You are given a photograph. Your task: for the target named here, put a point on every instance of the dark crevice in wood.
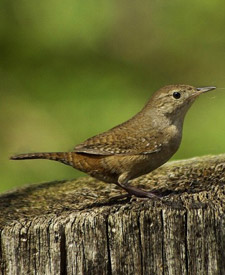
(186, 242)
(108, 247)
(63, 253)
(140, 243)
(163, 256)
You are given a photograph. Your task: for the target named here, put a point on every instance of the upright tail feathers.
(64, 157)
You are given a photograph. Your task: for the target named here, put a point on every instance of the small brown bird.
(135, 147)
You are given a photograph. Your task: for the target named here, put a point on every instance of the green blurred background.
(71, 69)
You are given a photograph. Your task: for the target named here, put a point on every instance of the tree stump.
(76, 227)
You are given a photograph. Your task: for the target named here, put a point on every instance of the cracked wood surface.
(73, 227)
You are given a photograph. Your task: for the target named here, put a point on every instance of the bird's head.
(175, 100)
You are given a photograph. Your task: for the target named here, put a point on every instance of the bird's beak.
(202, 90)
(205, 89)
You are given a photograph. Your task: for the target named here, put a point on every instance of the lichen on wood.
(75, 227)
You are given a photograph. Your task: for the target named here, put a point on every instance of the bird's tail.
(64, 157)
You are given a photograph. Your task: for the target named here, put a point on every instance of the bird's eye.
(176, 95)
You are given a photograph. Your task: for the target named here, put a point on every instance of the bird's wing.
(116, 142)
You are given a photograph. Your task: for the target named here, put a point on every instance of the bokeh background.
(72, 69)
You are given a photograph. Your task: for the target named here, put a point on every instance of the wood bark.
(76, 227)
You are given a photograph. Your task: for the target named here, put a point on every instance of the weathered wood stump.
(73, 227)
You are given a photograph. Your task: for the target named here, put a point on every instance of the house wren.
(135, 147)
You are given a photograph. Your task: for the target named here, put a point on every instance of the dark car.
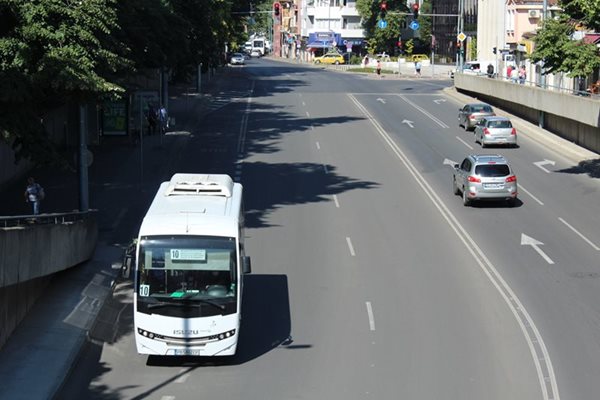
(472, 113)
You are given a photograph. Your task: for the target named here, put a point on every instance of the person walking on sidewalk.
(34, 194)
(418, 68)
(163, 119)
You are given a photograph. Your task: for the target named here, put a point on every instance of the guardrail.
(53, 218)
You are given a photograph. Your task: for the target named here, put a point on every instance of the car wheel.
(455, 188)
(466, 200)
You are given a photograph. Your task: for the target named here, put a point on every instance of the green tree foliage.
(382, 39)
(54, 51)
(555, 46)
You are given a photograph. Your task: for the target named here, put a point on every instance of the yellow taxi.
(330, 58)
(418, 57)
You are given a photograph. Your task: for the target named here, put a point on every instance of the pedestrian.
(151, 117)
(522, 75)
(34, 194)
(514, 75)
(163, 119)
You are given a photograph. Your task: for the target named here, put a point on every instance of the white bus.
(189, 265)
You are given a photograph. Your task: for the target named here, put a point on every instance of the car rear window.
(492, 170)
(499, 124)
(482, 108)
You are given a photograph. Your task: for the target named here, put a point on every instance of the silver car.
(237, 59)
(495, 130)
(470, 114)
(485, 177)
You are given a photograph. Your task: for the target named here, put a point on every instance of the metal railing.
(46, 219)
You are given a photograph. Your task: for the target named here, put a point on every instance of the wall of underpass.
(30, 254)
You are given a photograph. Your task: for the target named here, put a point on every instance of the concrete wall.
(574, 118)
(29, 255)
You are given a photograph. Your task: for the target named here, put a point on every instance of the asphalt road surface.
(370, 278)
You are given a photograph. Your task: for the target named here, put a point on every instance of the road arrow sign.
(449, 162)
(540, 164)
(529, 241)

----

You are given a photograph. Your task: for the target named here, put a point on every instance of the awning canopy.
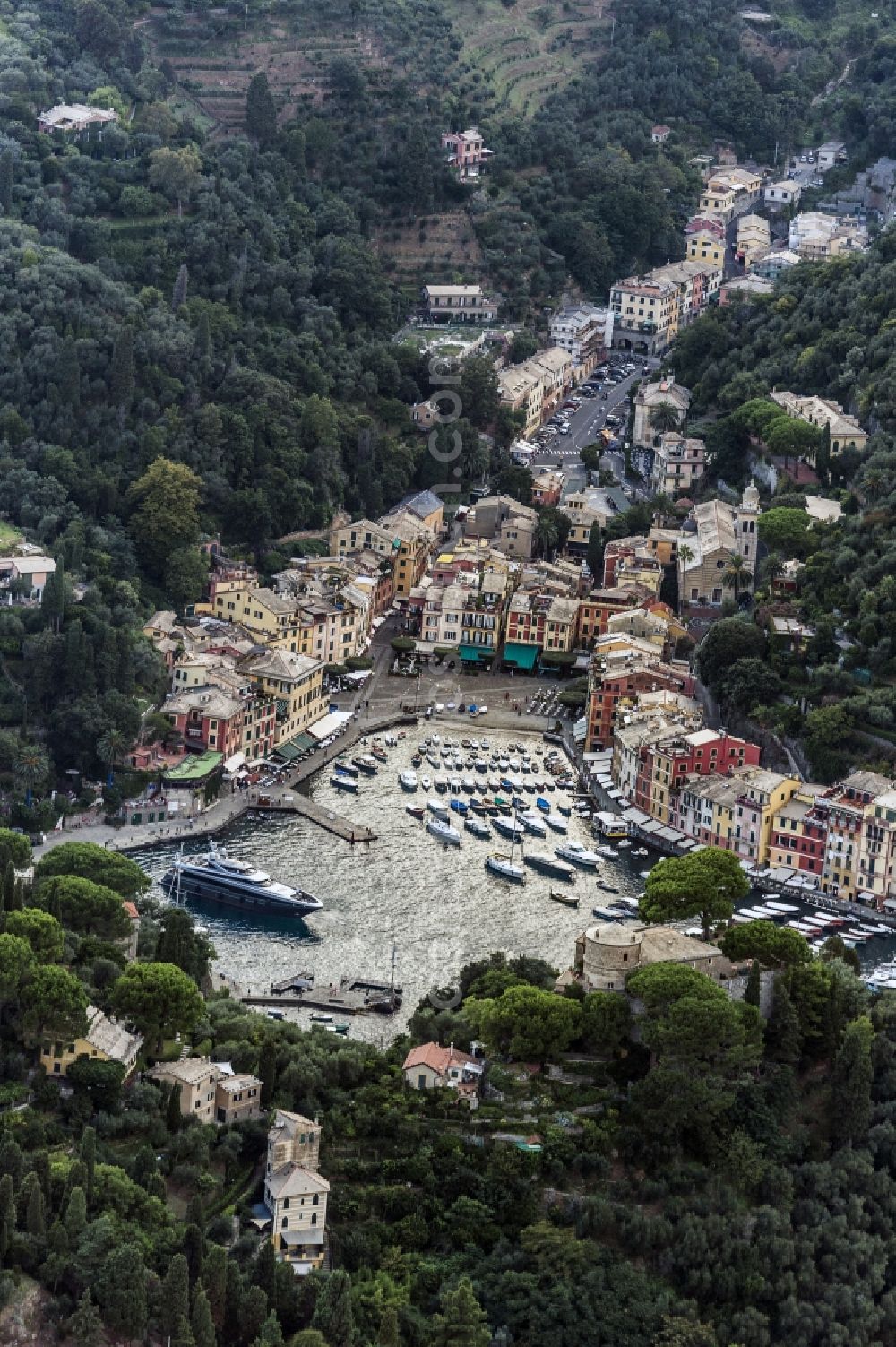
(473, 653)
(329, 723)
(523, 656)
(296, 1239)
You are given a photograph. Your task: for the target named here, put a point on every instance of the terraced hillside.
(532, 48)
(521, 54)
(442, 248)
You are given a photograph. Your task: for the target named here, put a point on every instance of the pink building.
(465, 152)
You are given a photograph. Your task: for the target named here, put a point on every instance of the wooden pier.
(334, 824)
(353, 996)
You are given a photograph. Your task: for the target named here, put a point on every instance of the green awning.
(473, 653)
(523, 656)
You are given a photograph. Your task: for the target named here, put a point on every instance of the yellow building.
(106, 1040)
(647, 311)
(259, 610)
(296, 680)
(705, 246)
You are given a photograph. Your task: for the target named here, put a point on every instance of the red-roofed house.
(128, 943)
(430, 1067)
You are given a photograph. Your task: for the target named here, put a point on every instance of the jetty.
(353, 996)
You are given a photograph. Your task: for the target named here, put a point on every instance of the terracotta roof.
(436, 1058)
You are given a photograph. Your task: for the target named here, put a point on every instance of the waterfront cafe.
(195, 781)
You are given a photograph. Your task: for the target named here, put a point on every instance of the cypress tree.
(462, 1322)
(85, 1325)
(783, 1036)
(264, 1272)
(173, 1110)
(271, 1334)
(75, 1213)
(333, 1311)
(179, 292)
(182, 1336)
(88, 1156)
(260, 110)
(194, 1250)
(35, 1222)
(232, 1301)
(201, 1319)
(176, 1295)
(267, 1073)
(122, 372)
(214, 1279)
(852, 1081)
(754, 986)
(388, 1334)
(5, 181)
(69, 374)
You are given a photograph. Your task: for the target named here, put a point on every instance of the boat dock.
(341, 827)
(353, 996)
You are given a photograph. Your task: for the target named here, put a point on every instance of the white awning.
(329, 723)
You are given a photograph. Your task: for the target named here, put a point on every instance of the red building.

----

• STATED TASK: Rewrite the part that opens with the line containing "the white awning." and closes with the line containing "the red building.", swapping "target" for "object" and leaving everything else as it is.

• THE OUTPUT:
You are given a photograph. Your task: for the object named here, put a point on every instance of the white awning.
(329, 723)
You are given a photograph. Your task: for the object named here, put a point on every instance of the red building.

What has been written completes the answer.